- [Stored records]:
▼

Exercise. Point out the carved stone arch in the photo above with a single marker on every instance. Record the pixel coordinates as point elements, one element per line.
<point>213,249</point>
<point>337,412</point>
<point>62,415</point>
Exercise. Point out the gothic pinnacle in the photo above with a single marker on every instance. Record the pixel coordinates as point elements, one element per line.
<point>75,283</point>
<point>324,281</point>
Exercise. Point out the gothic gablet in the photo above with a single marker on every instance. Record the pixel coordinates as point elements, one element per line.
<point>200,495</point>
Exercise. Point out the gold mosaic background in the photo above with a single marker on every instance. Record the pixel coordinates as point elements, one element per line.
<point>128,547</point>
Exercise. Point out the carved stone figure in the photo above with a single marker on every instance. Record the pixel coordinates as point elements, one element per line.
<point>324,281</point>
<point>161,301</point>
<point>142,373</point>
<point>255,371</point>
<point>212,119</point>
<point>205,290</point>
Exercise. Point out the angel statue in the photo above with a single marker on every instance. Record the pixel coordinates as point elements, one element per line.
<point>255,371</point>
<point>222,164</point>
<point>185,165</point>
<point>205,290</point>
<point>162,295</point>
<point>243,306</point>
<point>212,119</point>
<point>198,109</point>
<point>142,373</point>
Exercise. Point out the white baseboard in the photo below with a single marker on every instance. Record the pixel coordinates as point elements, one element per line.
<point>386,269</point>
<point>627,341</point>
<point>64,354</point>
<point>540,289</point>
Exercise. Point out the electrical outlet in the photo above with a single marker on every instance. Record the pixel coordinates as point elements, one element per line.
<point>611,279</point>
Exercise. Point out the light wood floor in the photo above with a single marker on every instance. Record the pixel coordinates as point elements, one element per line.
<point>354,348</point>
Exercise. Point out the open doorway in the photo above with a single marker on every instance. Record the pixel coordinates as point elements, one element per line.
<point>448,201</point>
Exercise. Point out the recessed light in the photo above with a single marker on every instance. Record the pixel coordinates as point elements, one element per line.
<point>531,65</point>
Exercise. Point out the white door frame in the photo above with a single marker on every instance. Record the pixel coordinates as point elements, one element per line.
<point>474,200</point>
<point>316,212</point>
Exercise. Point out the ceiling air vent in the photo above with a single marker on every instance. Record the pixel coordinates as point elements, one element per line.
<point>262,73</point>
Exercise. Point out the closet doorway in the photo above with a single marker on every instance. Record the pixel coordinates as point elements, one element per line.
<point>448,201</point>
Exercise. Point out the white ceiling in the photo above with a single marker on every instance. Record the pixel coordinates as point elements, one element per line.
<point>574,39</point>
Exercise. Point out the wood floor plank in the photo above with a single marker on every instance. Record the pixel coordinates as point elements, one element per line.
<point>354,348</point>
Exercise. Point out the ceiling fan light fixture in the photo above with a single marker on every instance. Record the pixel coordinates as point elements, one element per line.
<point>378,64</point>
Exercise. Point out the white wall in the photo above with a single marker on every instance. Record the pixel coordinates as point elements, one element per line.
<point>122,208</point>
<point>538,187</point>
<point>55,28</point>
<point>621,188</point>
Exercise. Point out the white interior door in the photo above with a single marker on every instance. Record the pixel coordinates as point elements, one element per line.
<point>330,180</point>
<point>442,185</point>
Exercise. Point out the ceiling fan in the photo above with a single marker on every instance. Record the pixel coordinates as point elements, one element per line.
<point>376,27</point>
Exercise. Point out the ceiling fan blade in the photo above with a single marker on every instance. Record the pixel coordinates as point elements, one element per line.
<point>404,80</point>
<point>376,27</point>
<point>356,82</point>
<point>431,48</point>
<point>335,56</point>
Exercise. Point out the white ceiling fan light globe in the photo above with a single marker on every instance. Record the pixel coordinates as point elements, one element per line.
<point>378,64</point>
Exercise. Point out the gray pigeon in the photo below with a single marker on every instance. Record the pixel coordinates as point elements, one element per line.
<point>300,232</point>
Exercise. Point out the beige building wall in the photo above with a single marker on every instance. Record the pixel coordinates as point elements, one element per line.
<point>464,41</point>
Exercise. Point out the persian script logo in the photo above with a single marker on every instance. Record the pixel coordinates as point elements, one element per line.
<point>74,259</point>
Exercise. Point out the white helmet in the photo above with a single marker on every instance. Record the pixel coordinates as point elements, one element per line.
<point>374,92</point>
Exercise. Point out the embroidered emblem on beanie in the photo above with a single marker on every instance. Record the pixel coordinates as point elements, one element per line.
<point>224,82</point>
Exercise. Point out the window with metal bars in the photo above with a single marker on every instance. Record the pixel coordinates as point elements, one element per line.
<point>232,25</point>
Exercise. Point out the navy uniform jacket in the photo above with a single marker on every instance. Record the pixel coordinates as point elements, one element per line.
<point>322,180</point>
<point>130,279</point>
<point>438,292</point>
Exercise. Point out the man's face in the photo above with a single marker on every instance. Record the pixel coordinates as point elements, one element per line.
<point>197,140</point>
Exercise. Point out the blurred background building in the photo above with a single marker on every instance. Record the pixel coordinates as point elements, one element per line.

▲

- [Assignment]:
Every entry needs to be retyped exactly.

- [Task output]:
Exercise. Point out the carved stone arch in the photo above with a single marker on every instance. Record the pixel coordinates as point elements, one element per line.
<point>213,249</point>
<point>337,412</point>
<point>62,415</point>
Exercise. Point out the gothic pinnacle in the photo above with a single marker on every instance. Record the pixel coordinates as point elements, one element per line.
<point>75,283</point>
<point>324,281</point>
Exercise. Point out the gothic gablet in the photo above with a single marker on every instance. Record the pixel coordinates as point elements, one element per line.
<point>200,495</point>
Exercise. Point out the gold mosaic background in the photo above with a single marker on every instance. Record the pixel coordinates as point elements, one element per line.
<point>128,547</point>
Exercise. Point out the carved stone figure in the photo above with a single marker on every instance. Record the pixel coordinates as point elements, one element per line.
<point>324,281</point>
<point>161,301</point>
<point>142,373</point>
<point>255,371</point>
<point>212,119</point>
<point>205,290</point>
Exercise. Point out the angel statue in the photo above with a single marker on every instance. Record the pixel coordinates as point elements, one element per line.
<point>255,371</point>
<point>222,164</point>
<point>185,165</point>
<point>205,290</point>
<point>162,295</point>
<point>243,306</point>
<point>212,119</point>
<point>198,109</point>
<point>142,373</point>
Exercise. Point out the white baseboard in the photo below with a single marker on every instance. Record the pixel coordinates as point elements, one element per line.
<point>386,269</point>
<point>627,341</point>
<point>64,354</point>
<point>540,289</point>
Exercise. Point out the electrical outlet in the photo above with a single marker on every instance. Record the pixel coordinates as point elements, one element per line.
<point>611,279</point>
Exercise. Point out the light wood floor in the photo above with a single marker on every instance. Record the pixel coordinates as point elements, one element per line.
<point>354,348</point>
Exercise. Point out the open doorway in the photo above with a single marker on every instance. Record the pixel coordinates as point elements, one element per line.
<point>448,201</point>
Exercise. Point out the recessed light in the photo above with a single marker on every instance. Record the pixel coordinates as point elements, one element per line.
<point>531,65</point>
Exercise. Point out the white door frame in the photo above with a single marker on every instance. Record the pixel coordinates as point elements, one element per line.
<point>474,200</point>
<point>316,212</point>
Exercise. Point out the ceiling air vent in the photo above with a single marker on every instance. Record the pixel coordinates as point elements, one element per line.
<point>262,73</point>
Exercise. Point out the closet doorway in the photo above with a single marker on every instance. Record the pixel coordinates as point elements, one element per line.
<point>448,201</point>
Exercise. Point out the white ceiling in the photo above with a single marker on every instance. Record the pixel coordinates as point elements, one element per line.
<point>574,39</point>
Exercise. Point out the wood floor plank in the photo above with a single marker on every instance. Record the pixel coordinates as point elements, one element per line.
<point>354,348</point>
Exercise. Point out the ceiling fan light fixture in the photo above with a single marker on every instance. Record the pixel coordinates as point elements, one element per line.
<point>378,64</point>
Exercise. Point out the white wall in the photo above with a single marker on every instance. Record the pixel coordinates as point elements, one element per line.
<point>122,208</point>
<point>538,187</point>
<point>55,28</point>
<point>621,188</point>
Exercise. Point out the white interior door in the photo above with a single marker on every instance. Record the pixel coordinates as point elements, one element per line.
<point>330,180</point>
<point>442,185</point>
Exercise. Point out the ceiling fan in the photo above with a single marker on every instance. Record the pixel coordinates as point elements, one element per line.
<point>376,27</point>
Exercise. Point out the ceiling fan blade in the photo above with a single marker on every instance. Record the pixel coordinates as point elements, one element per line.
<point>404,80</point>
<point>376,27</point>
<point>356,82</point>
<point>431,48</point>
<point>335,56</point>
Exercise. Point out the white ceiling fan light globe in the photo above with a single marker on every instance. Record the pixel coordinates as point elements, one element per line.
<point>378,64</point>
Exercise. Point out the gray pigeon in the photo below with a single marker on every instance. Record the pixel coordinates as point elements, one element per line.
<point>300,232</point>
Exercise. Point out the beige building wall in the photo above with a single marker on every instance. Record the pixel coordinates as point elements, one element per line.
<point>464,41</point>
Exercise. Point out the persian script logo in the photo above with a single marker on every instance. Record the pixel coordinates as point elements, one element per line.
<point>74,259</point>
Exercise. Point out the white helmet in the photo above with a single marker on every instance. Record the pixel coordinates as point elements, one element per line.
<point>374,92</point>
Exercise. Point out the embroidered emblem on beanie in the photo above with a single marker on every instance. Record the pixel coordinates as point elements, one element per line.
<point>224,82</point>
Exercise. Point out the window with metal bars in the photo above with a single marker on every instance. Record the pixel coordinates as point elements, one element per line.
<point>232,25</point>
Exercise. Point out the navy uniform jacket in the photo above with a single marker on every instance. Record the pixel coordinates as point elements, one element per line.
<point>322,180</point>
<point>130,279</point>
<point>438,292</point>
Exercise. Point out the man's face in the photo above with a single marker on every instance. Record the pixel coordinates as point elements, one element per line.
<point>197,140</point>
Exercise. Point out the blurred background building in the photo above with a single marker on every instance. Record the pixel coordinates as point elements, one element per line.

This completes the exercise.